----- SOURCE TEXT -----

Home Commentary Canada’s costly new mandatory quarantine unfairly punishes international students

Canada’s costly new mandatory quarantine unfairly punishes international students

by Diane Yeung March 16, 2021
Canada’s costly new mandatory quarantine unfairly punishes international students

Canada’s latest travel restrictions will incur exorbitant costs for those with student visas

Following a slew of winter vacationers to the Caribbean and Mexico, new regulations for passengers entering Canada have been enforced in an effort to discourage non-essential travel.

In effect since Jan. 30, the new restrictions include a suspension of flights to some sunny destinations enforced through April 30, as well mandatory COVID PCR testing at airports for returning travellers. But most notably, mandatory three-day quarantines at government-approved hotels, with packages that Prime Minister Justin Trudeau says could cost upwards of $2,000 per returning passenger, have been the subject of complaint.

Among the chatter from Canadian vacationers who have expressed disdain for the new regulations, international students have begun to voice concerns about the financial and logistical impacts these travel restrictions will bear on their plans to return to Canada.

In multiple public posts to Concordia University’s subreddit, international students wonder whether those with student visas may be exempt. One user commented, “[$2,000] equals the tuition of a whole semester for a Quebec resident at Concordia. If they would [implement] this, why [issue] new study permits to international students?”

----- DATA SECTION -----

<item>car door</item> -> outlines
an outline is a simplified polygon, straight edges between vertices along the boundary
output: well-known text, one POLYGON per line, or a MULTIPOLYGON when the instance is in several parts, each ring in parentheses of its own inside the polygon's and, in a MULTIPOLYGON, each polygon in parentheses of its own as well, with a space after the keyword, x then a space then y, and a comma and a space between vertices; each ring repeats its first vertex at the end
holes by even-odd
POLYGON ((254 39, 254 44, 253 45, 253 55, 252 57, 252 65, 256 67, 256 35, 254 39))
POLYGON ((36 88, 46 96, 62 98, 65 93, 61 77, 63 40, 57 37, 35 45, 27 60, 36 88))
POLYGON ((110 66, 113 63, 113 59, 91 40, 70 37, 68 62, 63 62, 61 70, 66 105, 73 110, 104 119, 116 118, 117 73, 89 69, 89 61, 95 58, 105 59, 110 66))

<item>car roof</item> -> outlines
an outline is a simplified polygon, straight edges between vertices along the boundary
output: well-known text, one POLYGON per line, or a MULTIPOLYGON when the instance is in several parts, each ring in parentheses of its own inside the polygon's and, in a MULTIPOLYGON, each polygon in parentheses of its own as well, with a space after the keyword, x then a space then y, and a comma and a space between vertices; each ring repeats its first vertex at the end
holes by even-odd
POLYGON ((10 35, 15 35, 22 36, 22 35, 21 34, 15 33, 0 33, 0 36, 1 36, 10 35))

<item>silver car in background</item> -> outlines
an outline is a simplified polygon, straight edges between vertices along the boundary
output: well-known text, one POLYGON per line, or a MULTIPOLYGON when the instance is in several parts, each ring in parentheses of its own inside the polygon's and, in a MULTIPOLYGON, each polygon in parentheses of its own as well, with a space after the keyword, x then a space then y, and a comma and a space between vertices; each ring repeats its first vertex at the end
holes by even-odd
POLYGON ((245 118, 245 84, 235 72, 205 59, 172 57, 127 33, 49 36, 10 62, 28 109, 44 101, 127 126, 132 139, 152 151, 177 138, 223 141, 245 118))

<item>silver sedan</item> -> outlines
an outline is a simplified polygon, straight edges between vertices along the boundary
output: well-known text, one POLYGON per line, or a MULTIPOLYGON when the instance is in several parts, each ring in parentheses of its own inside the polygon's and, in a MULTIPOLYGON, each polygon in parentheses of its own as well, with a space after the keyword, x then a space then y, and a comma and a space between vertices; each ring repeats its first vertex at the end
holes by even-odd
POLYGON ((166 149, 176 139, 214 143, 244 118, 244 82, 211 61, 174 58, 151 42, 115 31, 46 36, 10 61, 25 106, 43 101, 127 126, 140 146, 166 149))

-----

**WHAT THE EXERCISE ASKS**
Duplicate the full article on Canada's mandatory quarantine and international students, copying every word unchanged. The lines that come after the article have no connection to it.

**ANSWER TO THE EXERCISE**
Home Commentary Canada’s costly new mandatory quarantine unfairly punishes international students

Canada’s costly new mandatory quarantine unfairly punishes international students

by Diane Yeung March 16, 2021
Canada’s costly new mandatory quarantine unfairly punishes international students

Canada’s latest travel restrictions will incur exorbitant costs for those with student visas

Following a slew of winter vacationers to the Caribbean and Mexico, new regulations for passengers entering Canada have been enforced in an effort to discourage non-essential travel.

In effect since Jan. 30, the new restrictions include a suspension of flights to some sunny destinations enforced through April 30, as well mandatory COVID PCR testing at airports for returning travellers. But most notably, mandatory three-day quarantines at government-approved hotels, with packages that Prime Minister Justin Trudeau says could cost upwards of $2,000 per returning passenger, have been the subject of complaint.

Among the chatter from Canadian vacationers who have expressed disdain for the new regulations, international students have begun to voice concerns about the financial and logistical impacts these travel restrictions will bear on their plans to return to Canada.

In multiple public posts to Concordia University’s subreddit, international students wonder whether those with student visas may be exempt. One user commented, “[$2,000] equals the tuition of a whole semester for a Quebec resident at Concordia. If they would [implement] this, why [issue] new study permits to international students?”